— The task —
Locate each line in the items below that contains the word "white", and copy those lines out.

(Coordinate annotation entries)
· · · · · · ·
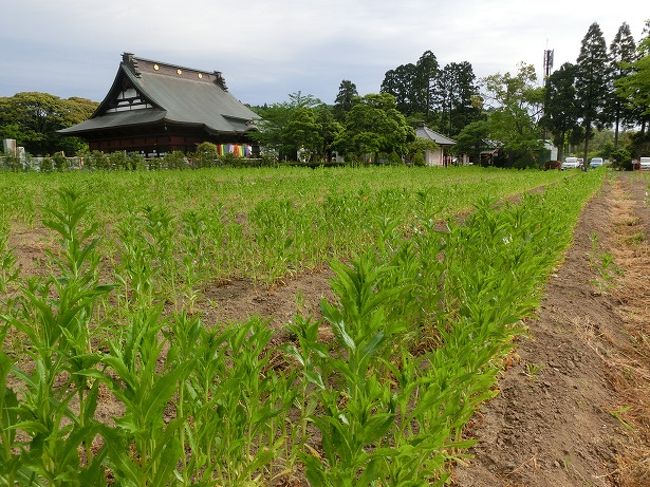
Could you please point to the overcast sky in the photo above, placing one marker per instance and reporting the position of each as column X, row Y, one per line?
column 267, row 49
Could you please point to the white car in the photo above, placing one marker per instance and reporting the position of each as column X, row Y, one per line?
column 596, row 162
column 570, row 163
column 644, row 163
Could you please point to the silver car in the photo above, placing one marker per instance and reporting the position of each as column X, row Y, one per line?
column 570, row 163
column 596, row 162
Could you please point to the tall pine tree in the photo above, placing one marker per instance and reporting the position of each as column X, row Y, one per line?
column 622, row 52
column 592, row 81
column 345, row 99
column 453, row 95
column 427, row 72
column 560, row 110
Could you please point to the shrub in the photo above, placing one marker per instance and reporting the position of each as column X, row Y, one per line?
column 206, row 155
column 47, row 165
column 621, row 159
column 228, row 159
column 60, row 161
column 175, row 160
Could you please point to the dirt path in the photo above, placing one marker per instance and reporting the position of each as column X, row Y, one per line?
column 562, row 414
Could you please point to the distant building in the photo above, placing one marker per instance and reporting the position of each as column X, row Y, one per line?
column 440, row 156
column 154, row 107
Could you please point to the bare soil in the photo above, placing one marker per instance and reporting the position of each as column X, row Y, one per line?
column 573, row 409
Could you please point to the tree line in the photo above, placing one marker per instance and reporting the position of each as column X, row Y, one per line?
column 604, row 88
column 508, row 115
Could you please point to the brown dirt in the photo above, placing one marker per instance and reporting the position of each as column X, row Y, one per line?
column 239, row 299
column 559, row 419
column 29, row 246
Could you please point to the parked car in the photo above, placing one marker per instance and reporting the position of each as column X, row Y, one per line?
column 644, row 163
column 571, row 163
column 596, row 162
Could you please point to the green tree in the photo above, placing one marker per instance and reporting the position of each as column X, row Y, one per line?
column 302, row 124
column 635, row 86
column 401, row 83
column 515, row 103
column 560, row 108
column 416, row 149
column 345, row 99
column 33, row 118
column 471, row 140
column 426, row 73
column 592, row 81
column 454, row 94
column 622, row 52
column 375, row 125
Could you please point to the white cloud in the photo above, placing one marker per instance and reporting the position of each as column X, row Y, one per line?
column 267, row 49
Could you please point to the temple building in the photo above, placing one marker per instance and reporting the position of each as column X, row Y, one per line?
column 154, row 107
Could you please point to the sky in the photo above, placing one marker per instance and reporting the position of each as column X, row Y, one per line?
column 268, row 49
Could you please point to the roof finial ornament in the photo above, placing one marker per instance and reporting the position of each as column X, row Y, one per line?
column 220, row 80
column 129, row 59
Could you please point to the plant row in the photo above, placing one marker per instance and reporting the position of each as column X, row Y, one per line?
column 419, row 326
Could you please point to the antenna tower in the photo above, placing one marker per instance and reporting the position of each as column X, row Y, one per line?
column 548, row 63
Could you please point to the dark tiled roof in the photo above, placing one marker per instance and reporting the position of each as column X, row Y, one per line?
column 120, row 119
column 178, row 95
column 425, row 132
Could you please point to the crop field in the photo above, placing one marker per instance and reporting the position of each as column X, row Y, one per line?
column 112, row 371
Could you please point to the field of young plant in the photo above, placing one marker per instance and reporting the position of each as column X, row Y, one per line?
column 422, row 317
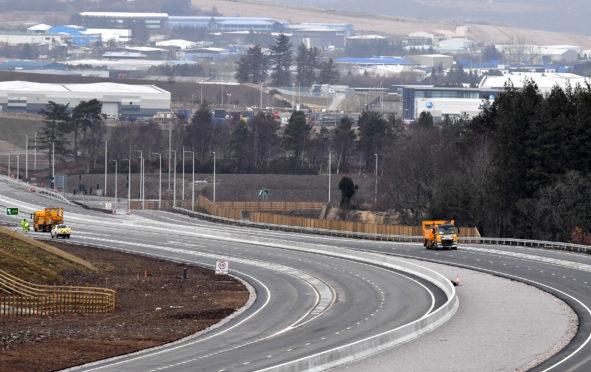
· · · · · · ·
— Exercise solution —
Could you please point to the white car in the photo above, placing one marker per instance and reporting the position of each as column X, row Y, one per line?
Could you please point to the white cloud in the photo above, placing one marker per instance and reporting the position of each as column X, row Y, one per line?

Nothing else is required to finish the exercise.